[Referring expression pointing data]
· · · · ·

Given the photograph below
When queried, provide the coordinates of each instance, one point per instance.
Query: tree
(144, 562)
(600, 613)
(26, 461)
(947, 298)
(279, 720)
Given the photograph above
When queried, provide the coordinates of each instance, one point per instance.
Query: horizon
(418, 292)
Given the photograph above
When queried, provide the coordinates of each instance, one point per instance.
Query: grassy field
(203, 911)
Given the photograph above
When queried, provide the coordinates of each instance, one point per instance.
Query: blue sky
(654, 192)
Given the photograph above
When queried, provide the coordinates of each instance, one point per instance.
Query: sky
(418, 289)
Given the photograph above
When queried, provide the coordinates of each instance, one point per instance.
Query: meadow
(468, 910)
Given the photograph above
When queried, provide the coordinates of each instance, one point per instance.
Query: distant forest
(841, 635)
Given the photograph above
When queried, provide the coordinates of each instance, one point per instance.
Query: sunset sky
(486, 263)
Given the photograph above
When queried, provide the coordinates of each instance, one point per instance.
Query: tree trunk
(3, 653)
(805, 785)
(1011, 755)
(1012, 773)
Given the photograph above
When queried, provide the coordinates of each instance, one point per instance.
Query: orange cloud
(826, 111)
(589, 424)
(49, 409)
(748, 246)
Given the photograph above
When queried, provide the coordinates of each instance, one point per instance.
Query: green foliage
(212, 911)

· · · · ·

§ **WHAT YOU SHOULD DO**:
Copy the records above. Keep every word as it is.

§ **TASK RESULT**:
Given the photograph below
When queried, provide the coordinates of each instance, one point per instance.
Query: tree
(144, 562)
(600, 613)
(26, 461)
(947, 298)
(279, 720)
Given the photograph above
When queried, provide the coordinates of each instance, one point per instance.
Query: horizon
(418, 292)
Given the photograph above
When queried, provide the coordinates of each instance, one point per instance.
Query: grassy field
(203, 911)
Given the photograph above
When queried, provide the coordinates of each instance, one point per instance.
Query: blue sky
(654, 192)
Given the photograph above
When queried, provide the coordinates of each instance, one point per instance.
Query: sky
(418, 289)
Given the photograph above
When queried, provide the coordinates of each instance, one point per instance.
Query: meadow
(468, 910)
Given the photograph above
When queried, provide the coordinates of each instance, one point per instance.
Query: distant forest
(841, 635)
Given the photograph above
When queried, provide the coordinates of each instance, one point per instance.
Query: sunset sky
(486, 263)
Given the photograph above
When queried, provide the coordinates of each instance, one point per instance.
Query: tree trunk
(3, 653)
(805, 785)
(1011, 755)
(1012, 773)
Given the photograph above
When queried, provide the coordinates of each instance, one point per instance.
Query: orange cloud
(826, 111)
(589, 424)
(49, 409)
(748, 246)
Given the photograph above
When queried, provide the coordinates of each instance, one point per instance.
Query: green foliage
(212, 911)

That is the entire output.